Pekerjaan yang Diperlukan
Menurut kutipan tentang Terminal Pasar Baru di bawah, apa warna dan motif gaun yang dipakai wanita yang duduk di sebelah pria berusia 40an tahun?

Kutipan Teks
Segera aku bermotor ke arah ATM BCA untuk melakukan penarikan tunai.
Lepas dari ATM aku langsung mengarahkan motor dinasku ke Pasar Baru. Terminal
itu sejatinya adalah terminal angkutan dalam kota yang dikenal dengan sebutan
taksi. Meski demikian beberapa bus antar kota juga mangkal dan berangkat dari
sini, terutama bus yang berukuran sedang. Siang itu suasana terminal sepi-sepi
saja. Hanya ada beberap bus yang menunggu penumpang. Tidak susah untuk
menemukan sosok yang tadi menelponku. Seorang pria berusia 40an tahun,
berperawakan kurus, setinggi 160 cm. Wajahnya tampak letih seakan habis
melakukan perjalanan jauh. Di sebelahnya duduk seorang wanita berusia sebaya.
Rambutnya panjang digelung, khas orang jawa, memakai gaun warna merah maron
motif bunga. Wanita itu sedang memangku seorang anak perempuan berusia 5 tahun,
juga berambut panjang. Wajahnya lugu, khas wajah-wajah penduduk desaku sana.

Cuplikan Baris Data
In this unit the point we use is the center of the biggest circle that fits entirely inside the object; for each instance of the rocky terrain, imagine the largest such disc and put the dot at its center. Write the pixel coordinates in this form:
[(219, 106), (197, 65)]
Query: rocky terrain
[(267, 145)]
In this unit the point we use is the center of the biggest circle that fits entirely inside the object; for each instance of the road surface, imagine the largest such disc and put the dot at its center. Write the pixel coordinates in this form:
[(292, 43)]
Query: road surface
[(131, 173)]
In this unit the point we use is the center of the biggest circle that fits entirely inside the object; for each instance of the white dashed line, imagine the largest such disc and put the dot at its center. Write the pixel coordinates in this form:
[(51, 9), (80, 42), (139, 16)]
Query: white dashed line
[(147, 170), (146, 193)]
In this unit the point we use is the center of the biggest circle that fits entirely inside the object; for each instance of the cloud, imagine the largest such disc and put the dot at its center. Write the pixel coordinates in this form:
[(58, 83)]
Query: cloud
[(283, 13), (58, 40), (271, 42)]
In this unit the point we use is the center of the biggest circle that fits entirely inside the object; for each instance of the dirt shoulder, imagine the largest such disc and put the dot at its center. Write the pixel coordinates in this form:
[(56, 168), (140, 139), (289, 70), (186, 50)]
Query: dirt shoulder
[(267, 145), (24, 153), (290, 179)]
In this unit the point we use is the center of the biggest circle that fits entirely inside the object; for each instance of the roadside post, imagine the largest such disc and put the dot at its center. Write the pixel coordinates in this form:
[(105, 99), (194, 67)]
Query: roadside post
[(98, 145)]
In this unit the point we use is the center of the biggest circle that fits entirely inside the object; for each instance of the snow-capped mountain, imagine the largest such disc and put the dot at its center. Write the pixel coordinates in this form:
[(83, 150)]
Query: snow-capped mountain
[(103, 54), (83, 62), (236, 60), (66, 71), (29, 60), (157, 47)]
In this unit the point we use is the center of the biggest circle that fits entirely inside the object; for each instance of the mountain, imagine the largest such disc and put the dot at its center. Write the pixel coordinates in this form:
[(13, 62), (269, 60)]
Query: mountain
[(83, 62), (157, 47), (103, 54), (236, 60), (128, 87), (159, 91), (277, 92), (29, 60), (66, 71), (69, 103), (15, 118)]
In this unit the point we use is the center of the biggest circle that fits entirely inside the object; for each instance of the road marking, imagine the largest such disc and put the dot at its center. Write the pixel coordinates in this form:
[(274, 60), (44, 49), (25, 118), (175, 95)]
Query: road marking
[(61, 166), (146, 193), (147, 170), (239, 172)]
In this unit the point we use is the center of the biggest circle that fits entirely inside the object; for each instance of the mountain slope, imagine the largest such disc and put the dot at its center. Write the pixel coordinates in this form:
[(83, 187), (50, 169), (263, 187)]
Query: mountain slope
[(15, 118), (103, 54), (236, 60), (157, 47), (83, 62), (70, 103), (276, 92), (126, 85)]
==
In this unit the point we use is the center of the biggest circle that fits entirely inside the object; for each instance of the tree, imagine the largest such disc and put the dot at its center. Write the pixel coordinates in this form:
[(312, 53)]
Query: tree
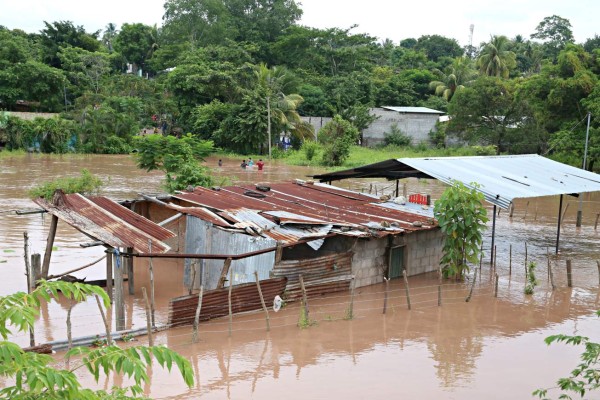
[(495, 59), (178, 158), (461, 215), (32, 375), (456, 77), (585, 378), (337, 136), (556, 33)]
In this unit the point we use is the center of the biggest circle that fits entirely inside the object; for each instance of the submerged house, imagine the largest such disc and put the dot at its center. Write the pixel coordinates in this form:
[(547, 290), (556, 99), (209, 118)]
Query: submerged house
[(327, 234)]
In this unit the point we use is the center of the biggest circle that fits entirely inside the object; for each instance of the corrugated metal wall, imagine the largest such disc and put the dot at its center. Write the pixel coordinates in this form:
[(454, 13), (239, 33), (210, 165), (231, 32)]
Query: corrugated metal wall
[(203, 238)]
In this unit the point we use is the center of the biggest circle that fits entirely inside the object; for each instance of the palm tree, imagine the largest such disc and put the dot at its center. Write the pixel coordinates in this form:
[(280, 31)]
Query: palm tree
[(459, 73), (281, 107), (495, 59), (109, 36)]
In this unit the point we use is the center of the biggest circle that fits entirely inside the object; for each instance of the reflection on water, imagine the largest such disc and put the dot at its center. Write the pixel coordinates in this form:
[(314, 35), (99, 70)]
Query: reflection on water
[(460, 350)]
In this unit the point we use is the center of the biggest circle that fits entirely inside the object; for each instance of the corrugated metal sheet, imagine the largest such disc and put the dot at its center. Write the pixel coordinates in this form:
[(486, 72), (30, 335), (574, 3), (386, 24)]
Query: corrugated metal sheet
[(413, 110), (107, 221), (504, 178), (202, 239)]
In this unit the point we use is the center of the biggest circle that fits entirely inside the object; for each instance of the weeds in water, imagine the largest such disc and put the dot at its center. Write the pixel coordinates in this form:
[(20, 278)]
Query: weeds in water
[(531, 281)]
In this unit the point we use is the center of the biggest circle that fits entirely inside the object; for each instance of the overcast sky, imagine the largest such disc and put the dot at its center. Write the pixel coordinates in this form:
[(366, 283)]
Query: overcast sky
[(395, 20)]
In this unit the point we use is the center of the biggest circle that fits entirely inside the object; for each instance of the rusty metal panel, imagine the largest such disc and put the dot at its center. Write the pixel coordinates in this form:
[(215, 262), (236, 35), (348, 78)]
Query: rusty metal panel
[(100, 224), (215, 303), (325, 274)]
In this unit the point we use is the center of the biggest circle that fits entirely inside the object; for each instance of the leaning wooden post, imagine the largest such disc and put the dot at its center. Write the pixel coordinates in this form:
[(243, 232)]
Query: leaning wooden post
...
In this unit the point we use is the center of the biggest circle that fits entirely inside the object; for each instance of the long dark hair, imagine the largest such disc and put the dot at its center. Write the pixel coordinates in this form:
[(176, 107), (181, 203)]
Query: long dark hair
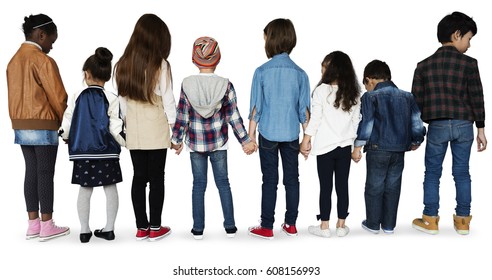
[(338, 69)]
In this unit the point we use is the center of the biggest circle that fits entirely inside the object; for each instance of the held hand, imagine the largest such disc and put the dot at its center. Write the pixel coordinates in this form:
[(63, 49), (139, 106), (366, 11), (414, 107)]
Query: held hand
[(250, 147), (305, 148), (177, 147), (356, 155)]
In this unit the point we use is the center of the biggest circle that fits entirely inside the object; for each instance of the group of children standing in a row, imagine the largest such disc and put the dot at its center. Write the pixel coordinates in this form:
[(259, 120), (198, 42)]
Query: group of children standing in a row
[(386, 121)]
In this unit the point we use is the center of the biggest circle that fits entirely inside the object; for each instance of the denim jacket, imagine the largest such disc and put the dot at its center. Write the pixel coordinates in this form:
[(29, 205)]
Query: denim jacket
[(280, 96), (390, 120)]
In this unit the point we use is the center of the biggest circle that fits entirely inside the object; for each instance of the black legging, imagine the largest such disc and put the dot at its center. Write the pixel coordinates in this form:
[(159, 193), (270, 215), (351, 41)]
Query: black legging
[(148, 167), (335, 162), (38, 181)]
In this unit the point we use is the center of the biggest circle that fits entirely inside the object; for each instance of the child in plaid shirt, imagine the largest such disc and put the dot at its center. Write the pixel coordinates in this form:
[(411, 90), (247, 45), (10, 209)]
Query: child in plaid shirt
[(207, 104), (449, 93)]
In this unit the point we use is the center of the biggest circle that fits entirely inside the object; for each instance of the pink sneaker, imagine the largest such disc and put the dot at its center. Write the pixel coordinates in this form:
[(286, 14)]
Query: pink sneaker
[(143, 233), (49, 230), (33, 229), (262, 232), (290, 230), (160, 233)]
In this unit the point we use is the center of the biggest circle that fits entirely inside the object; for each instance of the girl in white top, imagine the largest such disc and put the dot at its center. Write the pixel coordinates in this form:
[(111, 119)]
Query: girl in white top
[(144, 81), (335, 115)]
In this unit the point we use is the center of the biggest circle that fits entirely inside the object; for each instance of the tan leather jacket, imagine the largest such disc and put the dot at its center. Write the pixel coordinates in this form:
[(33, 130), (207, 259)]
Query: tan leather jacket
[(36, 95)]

Tugas Selesai
Merah maron dengan motif bunga.